Entries from a point annotation set
>>>

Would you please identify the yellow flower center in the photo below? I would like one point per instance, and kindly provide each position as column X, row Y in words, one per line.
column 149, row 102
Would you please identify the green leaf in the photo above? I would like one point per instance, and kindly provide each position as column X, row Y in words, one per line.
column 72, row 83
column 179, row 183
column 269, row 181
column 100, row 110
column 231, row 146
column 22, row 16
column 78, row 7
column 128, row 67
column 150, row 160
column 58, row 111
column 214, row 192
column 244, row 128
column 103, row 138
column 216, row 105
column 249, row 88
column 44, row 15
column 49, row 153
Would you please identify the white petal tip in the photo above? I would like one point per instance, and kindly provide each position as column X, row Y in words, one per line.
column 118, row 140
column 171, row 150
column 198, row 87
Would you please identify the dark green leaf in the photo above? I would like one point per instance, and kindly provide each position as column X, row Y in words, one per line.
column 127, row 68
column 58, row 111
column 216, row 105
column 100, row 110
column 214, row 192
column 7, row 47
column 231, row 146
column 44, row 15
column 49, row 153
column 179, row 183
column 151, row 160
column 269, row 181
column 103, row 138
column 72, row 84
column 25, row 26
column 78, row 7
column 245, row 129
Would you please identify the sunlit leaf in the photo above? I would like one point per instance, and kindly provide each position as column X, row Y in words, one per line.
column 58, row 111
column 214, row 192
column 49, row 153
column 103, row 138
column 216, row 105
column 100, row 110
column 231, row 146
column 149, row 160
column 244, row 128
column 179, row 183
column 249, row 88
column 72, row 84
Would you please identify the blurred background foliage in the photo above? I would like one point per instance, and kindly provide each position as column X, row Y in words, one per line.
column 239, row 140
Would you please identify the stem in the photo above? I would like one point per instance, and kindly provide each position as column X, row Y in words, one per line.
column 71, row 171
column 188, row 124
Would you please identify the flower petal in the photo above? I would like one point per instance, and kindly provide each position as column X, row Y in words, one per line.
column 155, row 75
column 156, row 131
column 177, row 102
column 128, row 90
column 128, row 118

<<<

Copy out every entry again, swapping "one point per instance" for "a single point for each instance" and keeping everything else the same.

▶ **RESULT OF THIS TASK**:
Would you please identify the yellow flower center in the photo below? I would like a single point for each instance, and kindly provide each position as column X, row Y in words, one per line.
column 149, row 102
Would you please identify the green leaf in the photo above? I would like a single point for each instance, and kindly provide each position as column X, row Y in words, one per line.
column 72, row 83
column 179, row 183
column 269, row 181
column 100, row 110
column 231, row 146
column 22, row 16
column 78, row 7
column 128, row 67
column 150, row 160
column 58, row 111
column 214, row 192
column 244, row 128
column 103, row 138
column 216, row 105
column 249, row 88
column 44, row 15
column 49, row 153
Would you please identify the white petal tip in the photo above? I would like a single point for each instance, and kindly provide each position as column X, row Y in words, one per line.
column 118, row 140
column 171, row 150
column 198, row 87
Would you please identify the dark green leaf in the photo above? I would like a single point for each instance, and kindly provide each position as column X, row Y in words, one per line.
column 127, row 68
column 58, row 111
column 216, row 105
column 100, row 110
column 214, row 192
column 7, row 47
column 231, row 146
column 44, row 15
column 49, row 153
column 179, row 183
column 151, row 160
column 269, row 181
column 103, row 138
column 72, row 84
column 25, row 26
column 78, row 7
column 245, row 129
Would you please identify the sunlit leaf in the photo above? I would like a single point for each instance, and kindly provide each position as column X, row Y in words, one per line.
column 58, row 111
column 214, row 192
column 49, row 153
column 103, row 138
column 216, row 105
column 100, row 110
column 231, row 146
column 149, row 160
column 244, row 128
column 179, row 183
column 249, row 88
column 72, row 84
Would you please identify the blurred background foliage in the photo above? I would like a single point for each instance, and kindly provide each position as column X, row Y in words, one per line.
column 239, row 140
Would you please identify the stem in the photo above? I would like a single point for each instance, and kindly provide each position as column X, row Y in words, one per line.
column 71, row 171
column 188, row 124
Would you please identify the flower petal in the photo above? I would like a single point for each instance, and kindly provide each position as column X, row Y in words, one per line.
column 155, row 75
column 156, row 131
column 177, row 102
column 128, row 90
column 128, row 118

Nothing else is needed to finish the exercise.